==== EXTRACT TO READ ====
Sunday, June 28, 2015

Can Gay Couples Open Carry AR-15s in Washington, DC As A Result Of Obergefell?

The 5-4 Supreme Court decision in Obergefell v. Hodges was celebrated loudly as a victory for supporters of gay “marriage” Friday, and yet, the way the case was decided, using a new interpretation of the 14th Amendment’s due process clause, may have opened the floodgates for gun rights reform.

I argued Friday morning that the Obergefell decision validated concealed carry reciprocity nationwide.

By using the Constitution in such a manner, the Court argues that the Due Process Clause extends "certain personal choices central to individual dignity and autonomy" accepted in a majority of states across the state lines of a handful of states that still banned the practice.

The vast majority of states are "shall issue" on the matter of issuing concealed carry permits, and enjoy reciprocity with a large number of other states.
====
● **TASKS TO PERFORM**:
- 1) State whether each statement agrees with the post: (a) the Supreme Court decided Obergefell v. Hodges by a 5-4 vote; (b) the writer argued on Saturday morning that the decision validated concealed carry reciprocity nationwide; (c) most states are "may issue" on concealed carry permits. Answer yes or no for each and quote the deciding words of the post.
- 2) In the rows, swap "vintage postcard" for "antique postcard" from the line with "postcard in this photo." to the line with "[(250, 161)]", and give those lines again with nothing else changed.
The rows were drawn from a different source than the post.
==== WORKING DATA ====
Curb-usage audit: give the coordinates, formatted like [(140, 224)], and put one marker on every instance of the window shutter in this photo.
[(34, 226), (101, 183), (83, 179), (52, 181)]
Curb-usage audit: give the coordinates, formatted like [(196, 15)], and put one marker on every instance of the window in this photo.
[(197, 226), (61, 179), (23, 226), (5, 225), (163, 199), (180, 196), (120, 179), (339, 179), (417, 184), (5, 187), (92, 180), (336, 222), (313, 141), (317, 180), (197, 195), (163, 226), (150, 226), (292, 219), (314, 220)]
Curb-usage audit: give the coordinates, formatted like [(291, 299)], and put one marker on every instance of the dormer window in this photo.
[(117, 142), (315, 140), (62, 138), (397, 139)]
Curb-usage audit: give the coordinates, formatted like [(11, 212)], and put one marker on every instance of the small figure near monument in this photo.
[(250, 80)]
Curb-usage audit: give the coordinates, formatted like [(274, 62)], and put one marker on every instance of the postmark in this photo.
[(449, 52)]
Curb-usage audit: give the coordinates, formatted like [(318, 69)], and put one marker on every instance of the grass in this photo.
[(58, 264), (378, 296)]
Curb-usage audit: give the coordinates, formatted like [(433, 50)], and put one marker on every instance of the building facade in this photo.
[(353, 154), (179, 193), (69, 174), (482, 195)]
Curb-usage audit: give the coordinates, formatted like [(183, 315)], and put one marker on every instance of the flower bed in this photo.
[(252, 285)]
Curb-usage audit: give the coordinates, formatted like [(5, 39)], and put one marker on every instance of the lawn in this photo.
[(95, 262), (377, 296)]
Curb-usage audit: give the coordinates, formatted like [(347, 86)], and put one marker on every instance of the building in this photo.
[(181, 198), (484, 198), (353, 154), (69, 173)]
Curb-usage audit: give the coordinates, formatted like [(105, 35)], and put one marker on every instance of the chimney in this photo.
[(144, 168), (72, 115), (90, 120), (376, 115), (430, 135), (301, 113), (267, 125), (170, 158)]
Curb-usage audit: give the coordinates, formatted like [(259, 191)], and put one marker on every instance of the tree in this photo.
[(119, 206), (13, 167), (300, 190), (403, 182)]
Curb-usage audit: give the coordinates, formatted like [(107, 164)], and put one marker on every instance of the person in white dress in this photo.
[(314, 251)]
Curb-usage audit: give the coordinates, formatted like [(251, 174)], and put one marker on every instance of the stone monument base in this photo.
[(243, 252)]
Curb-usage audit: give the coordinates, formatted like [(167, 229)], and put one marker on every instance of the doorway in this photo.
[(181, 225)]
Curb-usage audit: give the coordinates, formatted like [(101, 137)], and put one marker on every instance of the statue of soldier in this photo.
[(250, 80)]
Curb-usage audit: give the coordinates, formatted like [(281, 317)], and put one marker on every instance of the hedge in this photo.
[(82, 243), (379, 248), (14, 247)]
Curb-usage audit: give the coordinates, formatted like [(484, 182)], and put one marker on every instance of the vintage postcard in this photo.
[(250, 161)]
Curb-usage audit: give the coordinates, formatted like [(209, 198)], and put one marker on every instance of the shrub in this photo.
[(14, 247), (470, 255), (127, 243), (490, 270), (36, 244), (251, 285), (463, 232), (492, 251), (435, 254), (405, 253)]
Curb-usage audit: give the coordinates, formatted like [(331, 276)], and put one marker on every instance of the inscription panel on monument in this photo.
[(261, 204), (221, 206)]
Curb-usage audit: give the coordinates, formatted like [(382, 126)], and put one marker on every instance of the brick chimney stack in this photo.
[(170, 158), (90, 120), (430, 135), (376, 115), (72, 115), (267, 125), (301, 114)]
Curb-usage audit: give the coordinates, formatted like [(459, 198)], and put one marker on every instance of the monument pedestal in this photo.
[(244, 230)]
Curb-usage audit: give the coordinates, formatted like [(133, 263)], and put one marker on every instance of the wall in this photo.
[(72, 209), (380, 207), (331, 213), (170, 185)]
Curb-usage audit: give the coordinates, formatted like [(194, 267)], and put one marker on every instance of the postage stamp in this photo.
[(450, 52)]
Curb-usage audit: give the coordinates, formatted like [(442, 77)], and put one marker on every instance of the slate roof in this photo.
====
● **IN RESPONSE**:
- 1)
(a) Yes: "The 5-4 Supreme Court decision in Obergefell v. Hodges"
(b) No: "I argued Friday morning that the Obergefell decision validated concealed carry reciprocity nationwide."
(c) No: "The vast majority of states are "shall issue" on the matter of issuing concealed carry permits"

- 2)
Curb-usage audit: give the coordinates, formatted like [(484, 182)], and put one marker on every instance of the antique postcard in this photo.
[(250, 161)]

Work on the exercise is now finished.